## [Text shown]
________

Motley experienced multiple self-inflicted injuries and admitted herself to a partial hospitalization program (a program where a patient remains to live at home, but visits a treatment center several times a week) where she recovered. Today, she lives with the effects of a traumatic brain injury that stemmed from her actions, but is working on obtaining a master’s degree in clinical mental health counseling so she can help others.

For people like Saniya Soni, who shares her own experiences as part of her work with the Jed Foundation and advocates for better mental health care for underrepresented youth, suicidal thoughts started in elementary school.

“I started experiencing suicidal ideation in fifth grade at the age of 11,” Soni recalls. “I grew up in an abusive home and witnessed domestic violence from a young age. I started wondering what my family would be like if I didn’t exist and thought it would be a lot better.”

Soni’s suicidal ideation got stronger and during her freshman year of high school, she made a plan to kill herself, attempting suicide during her sophomore year. At the time of the attempt, she was placed on a 72-hour hold in a children’s psychiatric ward, after a 17-hour stay in the emergency room.

Today, Soni is enrolled in the clinical psychology doctorate program at the University of Massachusetts Boston and conducts research on BIPOC mental health and suicide prevention strategies.

How to help someone struggling with suicidal ideation

If someone comes to you and says they are experiencing passive or active suicidal thoughts, it’s important to take action. “Asking direct questions like, ‘Are you thinking about hurting yourself right now?’ are key in these moments,” says Gingrich. “A lot of times people are scared that asking direct questions like this may cause someone to become more suicidal, which is untrue. Asking questions like this actually helps show support and that you care.”

________

## [Dataset entries]
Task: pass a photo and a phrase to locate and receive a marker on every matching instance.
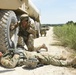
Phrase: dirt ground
(47, 69)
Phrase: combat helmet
(24, 16)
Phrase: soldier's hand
(13, 26)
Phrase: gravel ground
(47, 69)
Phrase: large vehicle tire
(8, 38)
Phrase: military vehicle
(10, 12)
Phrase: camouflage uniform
(43, 58)
(26, 34)
(26, 37)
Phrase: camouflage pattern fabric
(42, 58)
(9, 62)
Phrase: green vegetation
(67, 34)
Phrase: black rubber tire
(8, 38)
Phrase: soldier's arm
(14, 26)
(31, 31)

________

## [Set of tasks]
(a) Using the passage on suicidal ideation above, explain in one to three sentences why Gingrich says asking someone directly whether they are thinking about hurting themselves is helpful.
(b) In the passage on suicidal ideation, translate this sentence into Spanish: "Today, Soni is enrolled in the clinical psychology doctorate program at the University of Massachusetts Boston and conducts research on BIPOC mental health and suicide prevention strategies."
(c) Carry the passage on helping someone with suicidal ideation forward, picking up after its final sentence.

## [Solved tasks]
(a) Gingrich says many people fear that direct questions will make someone more suicidal, but that fear is untrue. Asking questions such as "Are you thinking about hurting yourself right now?" actually shows support and shows that you care.

(b) Hoy, Soni está inscrita en el programa de doctorado en psicología clínica de la Universidad de Massachusetts Boston y realiza investigaciones sobre la salud mental de las personas BIPOC y sobre estrategias de prevención del suicidio.

(c)
In addition to checking in with and showing support for someone when they are struggling with suicidal thoughts, helping them access resources like local crisis services, national crisis lines or local mental health agencies can be helpful.

“Hotlines are a valuable resource for people to work through difficult emotions, serve as a place where an individual can feel listened to and provide resources for mental health services in the community,” says Gill. “Most important, if you or a loved one is experiencing an emergency and need immediate assistance, it is imperative that you call 911 or go to your nearest emergency room.”

Vivian H., who prefers to keep her last name anonymous due to the sensitivity of the topic of suicide, contacted her psychiatrist about her suicidal thoughts. She says she received help, and is working with her provider to come up with effective coping strategies and a new treatment plan.

“I ended up telling my psychiatrist [about my suicidal thoughts], who then changed my treatment plan,” she says. “I was still finding the right medications and it turned out the ones I was taking at the time were making me feel worse.”

She credits the support of mental health professionals with being able to recover, and says she is now living a happier and healthier life in New York.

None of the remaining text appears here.